PASSAGE GIVEN start
Alice Miller, child abuse and mistreatment

The intended Profile
(February, 2010)

An interview given by Alice Miller to Katharina Micada
(October 8, 2009)

The feeling child
(Interview with Alice Miller by Diane Connors for OMNI Publications International, March 1987)

How to combat denial
(Interview given to Borut Petrovic Jesenovec, July 2005)

Violence Kills Love: Spanking, the Fourth Commandment, and the Suppression of Authentic Emotions
(Interview given to Borut Petrovic Jesenovec in June 2005 for the magazine ONA, Slovenia)

Interview given to Noreen Taylor, The Times, London 1999
(with some additions of 2004)

Tell Children the Truth about Terror
(Interview by Oliver Bantle, Süddeutsche Zeitung, October 2001)

Interview with Alice Miller
(November 1992)

Tell Children the Truth about Terror

Interviewer: Oliver Bantle

sueddeutsche.de: What effects can televised pictures of the terrorist attacks in the US and the war in Afghanistan have on children's minds?

Miller: These images were not traumatic in the true sense of the word because they did not threaten our actual physical existence. But in all those who were beaten and humiliated in childhood they can reactivate suppressed anxieties and bodily memories of traumatic experiences they went through very early in life.

So children at the receiving end of corporal punishment experience their parents as "assailants"?

These acts of terrorism make us realize what one- or two-year-old children go through (and deeply repress) when without any warning they are suddenly seized and beaten by the parents they love, even if the punishment is "mild" and called spanking. Infants cannot understand why this should have happened to them. They are bewildered, horrified, totally helpless. The whole world comes tumbling down around their ears, they have no idea what will happen next. For a small fragile baby spanking can be as frightening as an earthquake for an adult who has a fully developed brain and can make sense of what is happening to him. His body stores away those emotions, but because they are repressed so thoroughly they are not easily brought back to the surface again, are inaccessible to the conscious memory.
PASSAGE GIVEN end
◆ **WHAT IS REQUIRED**
Rewrite the part of the Alice Miller page between "The feeling child" and "magazine ONA, Slovenia)", inclusive, putting "the interviewer" in place of each "Borut Petrovic Jesenovec".
SOURCE DATA start
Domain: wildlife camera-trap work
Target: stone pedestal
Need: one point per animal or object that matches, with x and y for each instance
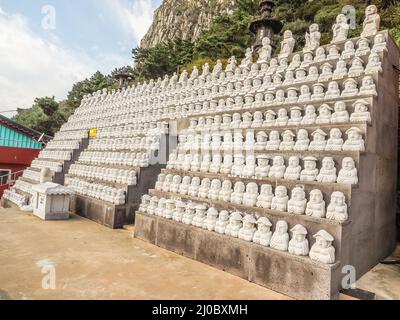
(51, 201)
SOURCE DATA end
◆ **RESULT**
The feeling child
(Interview with Alice Miller by Diane Connors for OMNI Publications International, March 1987)

How to combat denial
(Interview given to the interviewer, July 2005)

Violence Kills Love: Spanking, the Fourth Commandment, and the Suppression of Authentic Emotions
(Interview given to the interviewer in June 2005 for the magazine ONA, Slovenia)